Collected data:
────────────────────────────────────────

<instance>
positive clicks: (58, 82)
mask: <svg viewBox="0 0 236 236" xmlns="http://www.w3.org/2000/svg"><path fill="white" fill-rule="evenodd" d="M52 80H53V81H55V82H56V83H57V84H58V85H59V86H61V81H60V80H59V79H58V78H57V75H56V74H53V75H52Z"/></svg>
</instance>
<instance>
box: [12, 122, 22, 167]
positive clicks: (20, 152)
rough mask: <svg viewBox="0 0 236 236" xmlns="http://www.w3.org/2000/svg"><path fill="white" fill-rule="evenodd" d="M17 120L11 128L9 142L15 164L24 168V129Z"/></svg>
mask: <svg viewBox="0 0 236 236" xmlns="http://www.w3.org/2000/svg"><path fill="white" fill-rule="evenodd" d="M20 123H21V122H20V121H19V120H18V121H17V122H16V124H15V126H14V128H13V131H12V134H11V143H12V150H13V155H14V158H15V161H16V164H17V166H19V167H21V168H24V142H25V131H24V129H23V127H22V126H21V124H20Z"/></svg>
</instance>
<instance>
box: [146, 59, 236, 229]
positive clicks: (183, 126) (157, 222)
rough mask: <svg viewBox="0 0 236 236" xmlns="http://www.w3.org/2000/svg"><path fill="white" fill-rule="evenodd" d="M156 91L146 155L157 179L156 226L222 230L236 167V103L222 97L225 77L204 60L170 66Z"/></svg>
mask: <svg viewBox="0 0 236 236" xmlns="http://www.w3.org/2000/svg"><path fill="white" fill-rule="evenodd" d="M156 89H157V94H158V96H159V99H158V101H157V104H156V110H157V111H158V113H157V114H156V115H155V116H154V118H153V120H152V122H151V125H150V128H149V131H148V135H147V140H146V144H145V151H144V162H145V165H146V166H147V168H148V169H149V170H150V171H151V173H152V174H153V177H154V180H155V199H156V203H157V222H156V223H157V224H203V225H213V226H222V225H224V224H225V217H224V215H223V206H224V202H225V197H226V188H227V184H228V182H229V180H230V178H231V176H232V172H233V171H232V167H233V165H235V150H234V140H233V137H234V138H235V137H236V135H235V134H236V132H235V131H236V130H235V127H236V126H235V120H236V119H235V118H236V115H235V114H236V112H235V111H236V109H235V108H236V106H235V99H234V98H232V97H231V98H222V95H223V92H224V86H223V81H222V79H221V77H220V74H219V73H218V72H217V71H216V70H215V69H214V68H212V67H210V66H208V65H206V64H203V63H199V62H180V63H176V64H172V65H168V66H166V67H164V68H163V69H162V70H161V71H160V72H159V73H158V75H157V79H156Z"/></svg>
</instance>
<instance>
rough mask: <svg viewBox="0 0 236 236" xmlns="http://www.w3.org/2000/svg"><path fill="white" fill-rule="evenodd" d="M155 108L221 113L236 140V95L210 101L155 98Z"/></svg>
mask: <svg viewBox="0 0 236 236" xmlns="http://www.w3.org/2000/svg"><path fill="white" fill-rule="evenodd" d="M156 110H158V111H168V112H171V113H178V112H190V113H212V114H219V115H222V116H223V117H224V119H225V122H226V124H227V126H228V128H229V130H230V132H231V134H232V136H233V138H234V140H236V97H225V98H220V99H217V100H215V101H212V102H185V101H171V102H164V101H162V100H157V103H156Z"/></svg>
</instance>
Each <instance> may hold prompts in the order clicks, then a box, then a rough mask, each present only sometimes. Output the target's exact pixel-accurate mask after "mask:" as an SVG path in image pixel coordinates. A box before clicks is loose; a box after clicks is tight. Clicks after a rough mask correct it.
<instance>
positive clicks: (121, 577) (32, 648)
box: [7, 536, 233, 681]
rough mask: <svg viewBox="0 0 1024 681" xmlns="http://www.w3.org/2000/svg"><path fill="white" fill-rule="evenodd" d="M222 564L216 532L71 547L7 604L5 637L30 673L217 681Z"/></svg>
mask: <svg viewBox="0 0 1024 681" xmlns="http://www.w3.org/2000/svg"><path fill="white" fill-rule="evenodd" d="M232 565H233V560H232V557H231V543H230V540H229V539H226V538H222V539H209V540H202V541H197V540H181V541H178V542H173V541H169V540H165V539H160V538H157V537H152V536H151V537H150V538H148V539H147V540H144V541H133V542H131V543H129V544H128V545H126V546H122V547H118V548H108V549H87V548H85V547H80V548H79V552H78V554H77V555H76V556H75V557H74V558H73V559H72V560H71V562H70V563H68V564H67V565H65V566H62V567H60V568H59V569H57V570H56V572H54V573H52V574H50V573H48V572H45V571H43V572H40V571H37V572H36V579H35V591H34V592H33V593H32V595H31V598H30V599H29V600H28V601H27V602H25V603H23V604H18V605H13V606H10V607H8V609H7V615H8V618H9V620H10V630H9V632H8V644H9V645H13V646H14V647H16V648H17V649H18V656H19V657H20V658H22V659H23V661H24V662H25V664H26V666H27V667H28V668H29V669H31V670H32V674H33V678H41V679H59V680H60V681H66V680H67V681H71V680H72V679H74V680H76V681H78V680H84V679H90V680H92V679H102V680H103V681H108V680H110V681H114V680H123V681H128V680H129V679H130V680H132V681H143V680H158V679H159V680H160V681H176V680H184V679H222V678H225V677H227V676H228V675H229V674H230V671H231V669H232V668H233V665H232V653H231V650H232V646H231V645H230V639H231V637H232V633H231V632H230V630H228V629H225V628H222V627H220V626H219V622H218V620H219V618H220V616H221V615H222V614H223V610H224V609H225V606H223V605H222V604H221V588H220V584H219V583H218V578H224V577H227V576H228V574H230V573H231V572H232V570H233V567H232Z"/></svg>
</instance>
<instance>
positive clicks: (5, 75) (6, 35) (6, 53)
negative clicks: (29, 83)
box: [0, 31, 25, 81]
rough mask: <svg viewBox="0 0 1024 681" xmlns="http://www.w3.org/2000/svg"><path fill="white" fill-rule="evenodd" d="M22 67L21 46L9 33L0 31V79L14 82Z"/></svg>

────────────────────────────────────────

_WHAT THE EXERCISE ASKS:_ Every record above must be duplicated exactly.

_REPLY:_
<instance>
positive clicks: (58, 82)
mask: <svg viewBox="0 0 236 236" xmlns="http://www.w3.org/2000/svg"><path fill="white" fill-rule="evenodd" d="M52 80H53V81H55V82H56V83H57V84H58V85H59V86H61V81H60V80H59V79H58V78H57V75H56V74H53V75H52Z"/></svg>
</instance>
<instance>
box: [12, 122, 22, 167]
positive clicks: (20, 152)
rough mask: <svg viewBox="0 0 236 236" xmlns="http://www.w3.org/2000/svg"><path fill="white" fill-rule="evenodd" d="M17 120L11 128L9 142L15 164L24 168V129Z"/></svg>
mask: <svg viewBox="0 0 236 236" xmlns="http://www.w3.org/2000/svg"><path fill="white" fill-rule="evenodd" d="M20 123H21V122H20V121H19V120H18V121H17V122H16V124H15V126H14V128H13V131H12V134H11V143H12V150H13V155H14V158H15V161H16V164H17V166H19V167H21V168H24V142H25V131H24V129H23V127H22V126H21V124H20Z"/></svg>
</instance>
<instance>
box: [146, 59, 236, 229]
positive clicks: (183, 126) (157, 222)
rough mask: <svg viewBox="0 0 236 236" xmlns="http://www.w3.org/2000/svg"><path fill="white" fill-rule="evenodd" d="M156 91L146 155L157 179L156 226L222 230L236 167V103L222 97L225 77L204 60L170 66Z"/></svg>
mask: <svg viewBox="0 0 236 236" xmlns="http://www.w3.org/2000/svg"><path fill="white" fill-rule="evenodd" d="M156 89H157V94H158V96H159V99H158V101H157V104H156V110H157V111H158V113H157V114H156V115H155V116H154V118H153V120H152V122H151V125H150V128H149V131H148V135H147V140H146V144H145V151H144V162H145V165H146V166H147V168H148V169H149V170H150V171H151V173H152V174H153V177H154V180H155V199H156V203H157V222H156V223H157V224H203V225H213V226H222V225H224V224H225V217H224V215H223V206H224V202H225V197H226V188H227V184H228V182H229V180H230V178H231V176H232V172H233V171H232V167H233V165H235V150H234V140H233V137H234V138H235V137H236V135H235V134H236V132H235V131H236V130H235V127H236V126H235V120H236V119H235V118H236V115H235V114H236V112H235V111H236V109H235V108H236V106H235V99H234V98H232V97H231V98H222V95H223V92H224V86H223V81H222V79H221V77H220V74H219V73H218V72H217V71H216V70H215V69H214V68H212V67H210V66H208V65H206V64H203V63H199V62H180V63H176V64H172V65H168V66H166V67H164V68H163V69H162V70H161V71H160V72H159V73H158V75H157V79H156Z"/></svg>
</instance>
<instance>
rough mask: <svg viewBox="0 0 236 236" xmlns="http://www.w3.org/2000/svg"><path fill="white" fill-rule="evenodd" d="M155 108L221 113L236 140V95L210 101L155 98Z"/></svg>
mask: <svg viewBox="0 0 236 236" xmlns="http://www.w3.org/2000/svg"><path fill="white" fill-rule="evenodd" d="M156 110H158V111H168V112H171V113H178V112H190V113H212V114H219V115H222V116H223V117H224V119H225V122H226V124H227V126H228V128H229V130H230V132H231V134H232V136H233V138H234V140H236V97H225V98H220V99H217V100H215V101H212V102H185V101H171V102H164V101H162V100H157V103H156Z"/></svg>
</instance>
Each <instance> may hold prompts in the order clicks, then a box, then a rough mask, each present only sometimes. Output the target's exact pixel-accurate mask after "mask:" as an SVG path in image pixel coordinates. A box before clicks is loose; a box after clicks is tight. Clicks after a rough mask correct it.
<instance>
positive clicks: (121, 577) (32, 648)
box: [7, 536, 233, 681]
rough mask: <svg viewBox="0 0 1024 681" xmlns="http://www.w3.org/2000/svg"><path fill="white" fill-rule="evenodd" d="M222 564L216 532L71 547L7 604L5 637L30 673L217 681Z"/></svg>
mask: <svg viewBox="0 0 1024 681" xmlns="http://www.w3.org/2000/svg"><path fill="white" fill-rule="evenodd" d="M232 565H233V560H232V557H231V543H230V540H229V539H226V538H222V539H209V540H202V541H197V540H181V541H178V542H173V541H169V540H165V539H160V538H157V537H152V536H151V537H150V538H148V539H147V540H144V541H133V542H131V543H129V544H128V545H126V546H122V547H118V548H108V549H87V548H85V547H80V548H79V552H78V554H77V555H76V556H75V557H74V558H73V559H72V560H71V562H70V563H68V564H67V565H65V566H62V567H60V568H59V569H57V570H56V572H54V573H52V574H50V573H48V572H45V571H43V572H40V571H37V572H36V579H35V591H34V592H33V593H32V595H31V598H30V599H29V600H28V601H27V602H25V603H23V604H18V605H13V606H10V607H8V609H7V615H8V618H9V620H10V630H9V632H8V644H9V645H13V646H14V647H16V648H17V649H18V656H19V657H20V658H22V659H23V661H24V662H25V664H26V666H27V667H28V668H29V669H31V670H32V674H33V678H41V679H59V680H60V681H66V680H67V681H71V680H72V679H74V680H76V681H78V680H84V679H90V680H92V679H102V680H103V681H108V680H110V681H114V680H123V681H128V680H129V679H130V680H132V681H143V680H158V679H159V680H160V681H176V680H184V679H222V678H225V677H227V676H228V675H229V674H230V671H231V669H232V668H233V665H232V653H231V650H232V646H231V645H230V639H231V637H232V633H231V632H230V630H228V629H225V628H222V627H220V626H219V622H218V620H219V618H220V616H221V615H222V614H223V610H224V609H225V606H223V605H222V604H221V588H220V584H219V583H218V578H224V577H227V576H228V574H230V573H231V572H232V570H233V567H232Z"/></svg>
</instance>
<instance>
positive clicks: (5, 75) (6, 35) (6, 53)
negative clicks: (29, 83)
box: [0, 31, 25, 81]
rough mask: <svg viewBox="0 0 1024 681" xmlns="http://www.w3.org/2000/svg"><path fill="white" fill-rule="evenodd" d="M22 67L21 46L9 33L0 31V79L14 82Z"/></svg>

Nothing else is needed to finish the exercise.